Start Stored rows
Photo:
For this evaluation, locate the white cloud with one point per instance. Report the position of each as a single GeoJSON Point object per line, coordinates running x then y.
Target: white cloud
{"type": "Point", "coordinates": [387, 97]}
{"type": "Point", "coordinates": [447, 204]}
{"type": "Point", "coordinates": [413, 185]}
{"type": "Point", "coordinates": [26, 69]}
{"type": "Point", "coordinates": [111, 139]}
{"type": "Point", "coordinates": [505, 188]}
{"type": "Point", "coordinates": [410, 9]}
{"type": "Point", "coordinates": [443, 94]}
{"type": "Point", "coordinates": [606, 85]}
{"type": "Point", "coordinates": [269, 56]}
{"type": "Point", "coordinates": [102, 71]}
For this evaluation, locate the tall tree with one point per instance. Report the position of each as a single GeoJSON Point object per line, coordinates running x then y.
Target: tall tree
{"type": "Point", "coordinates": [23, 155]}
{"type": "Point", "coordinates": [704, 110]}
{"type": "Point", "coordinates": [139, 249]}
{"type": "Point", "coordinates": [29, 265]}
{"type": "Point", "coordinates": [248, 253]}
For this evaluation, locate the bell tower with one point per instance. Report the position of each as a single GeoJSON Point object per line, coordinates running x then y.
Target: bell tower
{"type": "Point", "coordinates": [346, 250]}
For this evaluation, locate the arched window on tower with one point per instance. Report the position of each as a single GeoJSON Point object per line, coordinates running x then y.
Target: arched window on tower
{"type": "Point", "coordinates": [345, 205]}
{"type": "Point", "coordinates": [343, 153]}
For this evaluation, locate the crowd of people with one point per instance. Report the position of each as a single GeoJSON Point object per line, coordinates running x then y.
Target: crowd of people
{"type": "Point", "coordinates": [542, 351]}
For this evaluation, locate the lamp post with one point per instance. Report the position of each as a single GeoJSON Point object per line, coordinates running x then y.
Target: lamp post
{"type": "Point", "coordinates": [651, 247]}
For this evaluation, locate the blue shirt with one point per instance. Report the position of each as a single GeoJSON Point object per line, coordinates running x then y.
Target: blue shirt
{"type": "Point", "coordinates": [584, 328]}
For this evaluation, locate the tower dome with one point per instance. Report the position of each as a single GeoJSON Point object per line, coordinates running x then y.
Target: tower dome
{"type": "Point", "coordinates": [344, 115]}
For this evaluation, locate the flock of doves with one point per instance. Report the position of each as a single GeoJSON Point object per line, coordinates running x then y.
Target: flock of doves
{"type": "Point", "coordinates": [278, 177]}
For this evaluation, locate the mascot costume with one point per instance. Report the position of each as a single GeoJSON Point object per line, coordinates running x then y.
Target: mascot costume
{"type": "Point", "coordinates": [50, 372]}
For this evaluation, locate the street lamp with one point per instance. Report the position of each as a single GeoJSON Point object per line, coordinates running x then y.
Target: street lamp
End Stored rows
Convert every line of the records above into a numbered list, omitting any blank lines.

## The solution
1. Photo:
2. For this evaluation, locate the white cloud with one point per instance. Report the position of each as a single GeoJSON Point object per line, coordinates running x then y.
3. Target: white cloud
4. {"type": "Point", "coordinates": [387, 97]}
5. {"type": "Point", "coordinates": [447, 204]}
6. {"type": "Point", "coordinates": [413, 185]}
7. {"type": "Point", "coordinates": [26, 69]}
8. {"type": "Point", "coordinates": [111, 139]}
9. {"type": "Point", "coordinates": [505, 188]}
10. {"type": "Point", "coordinates": [410, 9]}
11. {"type": "Point", "coordinates": [443, 94]}
12. {"type": "Point", "coordinates": [606, 85]}
13. {"type": "Point", "coordinates": [269, 56]}
14. {"type": "Point", "coordinates": [102, 71]}
15. For this evaluation, locate the tall tree with one point per instance. Report the position of each as a single GeoJSON Point object per line, coordinates running x then y.
16. Target: tall tree
17. {"type": "Point", "coordinates": [23, 155]}
18. {"type": "Point", "coordinates": [704, 110]}
19. {"type": "Point", "coordinates": [139, 249]}
20. {"type": "Point", "coordinates": [29, 265]}
21. {"type": "Point", "coordinates": [248, 253]}
22. For this evaluation, locate the bell tower with one point per instance. Report the position of each as a single GeoJSON Point object per line, coordinates running x then y.
23. Target: bell tower
24. {"type": "Point", "coordinates": [346, 250]}
25. For this evaluation, locate the arched window on tower with one point per instance. Report the position of each as a single GeoJSON Point object per line, coordinates running x then y.
26. Target: arched window on tower
27. {"type": "Point", "coordinates": [345, 205]}
28. {"type": "Point", "coordinates": [343, 153]}
29. For this evaluation, locate the crowd of people with one point per instance. Report the position of each as a single GeoJSON Point object per line, coordinates running x then y.
30. Target: crowd of people
31. {"type": "Point", "coordinates": [542, 351]}
32. For this evaluation, locate the lamp post with one point per instance. Report the position of each as a single GeoJSON Point object per line, coordinates running x then y.
33. Target: lamp post
34. {"type": "Point", "coordinates": [651, 247]}
35. For this evaluation, locate the blue shirt with one point per instance. Report the position of each as a single GeoJSON Point object per line, coordinates running x then y.
36. Target: blue shirt
37. {"type": "Point", "coordinates": [584, 328]}
38. For this evaluation, locate the tower dome with one point per instance. Report the position of each as a single GeoJSON Point object per line, coordinates running x then y.
39. Target: tower dome
40. {"type": "Point", "coordinates": [344, 115]}
41. For this evaluation, locate the flock of doves with one point per instance. Report the position of each as a single GeoJSON Point object per line, coordinates running x then y.
42. Target: flock of doves
43. {"type": "Point", "coordinates": [278, 177]}
44. For this evaluation, locate the mascot costume with one point per instance. Report the position of each as a single GeoJSON Point object per line, coordinates running x then y.
45. Target: mascot costume
46. {"type": "Point", "coordinates": [50, 372]}
47. For this evaluation, locate the street lamp with one point per instance. Report the position of each as a single GeoJSON Point object per line, coordinates running x then y.
48. Target: street lamp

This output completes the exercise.